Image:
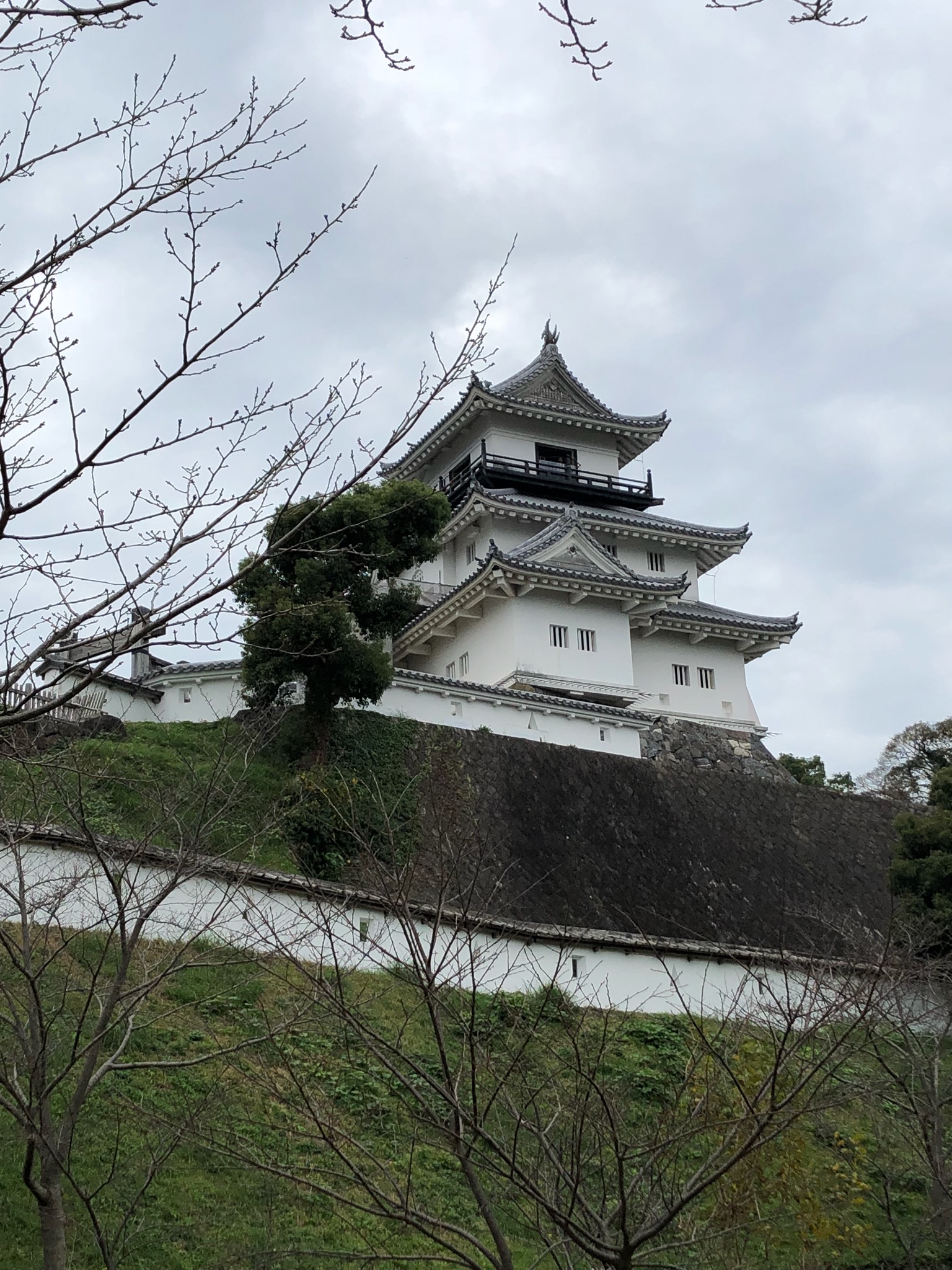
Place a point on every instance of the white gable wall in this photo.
(653, 658)
(536, 613)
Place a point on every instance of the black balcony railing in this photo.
(547, 477)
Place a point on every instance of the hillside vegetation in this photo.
(809, 1201)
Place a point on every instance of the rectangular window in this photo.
(553, 459)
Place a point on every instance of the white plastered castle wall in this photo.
(455, 708)
(653, 660)
(198, 698)
(276, 917)
(489, 642)
(537, 613)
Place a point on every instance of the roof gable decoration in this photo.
(566, 544)
(545, 385)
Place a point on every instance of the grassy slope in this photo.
(207, 1213)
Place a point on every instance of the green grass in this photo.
(203, 786)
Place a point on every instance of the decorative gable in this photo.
(566, 544)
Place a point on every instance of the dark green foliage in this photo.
(922, 868)
(910, 761)
(318, 614)
(813, 771)
(362, 799)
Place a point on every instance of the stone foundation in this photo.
(705, 748)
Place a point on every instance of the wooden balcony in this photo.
(547, 479)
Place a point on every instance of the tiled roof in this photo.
(550, 358)
(537, 699)
(480, 393)
(697, 611)
(640, 520)
(191, 668)
(639, 582)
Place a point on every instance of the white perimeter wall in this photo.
(68, 886)
(455, 708)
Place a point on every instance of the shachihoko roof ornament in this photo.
(545, 389)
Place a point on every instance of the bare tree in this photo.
(806, 11)
(530, 1100)
(94, 563)
(97, 938)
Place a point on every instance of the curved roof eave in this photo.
(635, 432)
(494, 559)
(730, 540)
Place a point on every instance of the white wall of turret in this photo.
(653, 670)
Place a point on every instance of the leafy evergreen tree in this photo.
(318, 611)
(922, 866)
(813, 771)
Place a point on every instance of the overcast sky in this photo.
(747, 224)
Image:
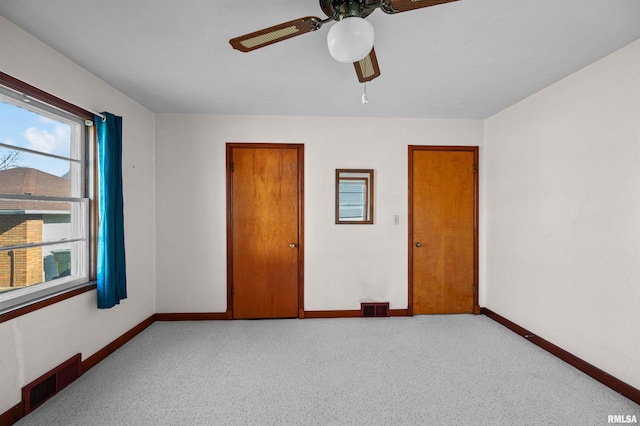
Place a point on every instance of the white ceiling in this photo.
(467, 59)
——
__Work required__
Switch "Place a point on" to "Mark" throughout all the items above and give the lines again with nothing else changed, leaving out the pictures.

__Task result__
Image:
Mark every instance of the white gable wall in this photo.
(653, 658)
(536, 613)
Mark every instance of the black balcony railing in this photo.
(547, 477)
Mark every instance of the hillside vegetation in this photo.
(809, 1201)
Mark every instance of the rectangular window in this photo.
(553, 459)
Mark every instance of the white plastered castle wall in this photo.
(455, 708)
(653, 660)
(198, 698)
(276, 917)
(489, 642)
(537, 613)
Mark every instance of the roof gable decoration in this photo.
(566, 544)
(545, 385)
Mark every instance of the grassy slope in this photo.
(207, 1213)
Mark every instance of the green grass in this photo.
(203, 786)
Mark every instance of the decorative gable in this photo.
(566, 544)
Mark every instance of the dark green foliage in this photo.
(922, 868)
(910, 761)
(318, 614)
(813, 771)
(362, 799)
Mark every instance of the stone foundation in this photo.
(705, 748)
Mark every instance of the wooden balcony in this photo.
(547, 479)
Mark every instance of the tiled roof in this photo.
(550, 358)
(537, 699)
(480, 393)
(697, 611)
(640, 520)
(191, 668)
(639, 582)
Mark every instance of the white perimeter wall in this photo.
(68, 886)
(455, 708)
Mark every instance of the shachihoko roof ornament in this photo.
(545, 389)
Mark every instance of the bare tree in this photo.
(806, 11)
(530, 1100)
(94, 563)
(97, 938)
Mark every instance of the curved roof eave in this photo.
(635, 432)
(494, 559)
(730, 540)
Mark every instance of the white wall of turret in this photo.
(653, 670)
Mark every instance of the leafy evergreen tree in this photo.
(318, 611)
(922, 866)
(813, 771)
Mark every instance of the overcast sky in this photo.
(747, 224)
Image:
Mark every instance of the white ceiling in this photo.
(467, 59)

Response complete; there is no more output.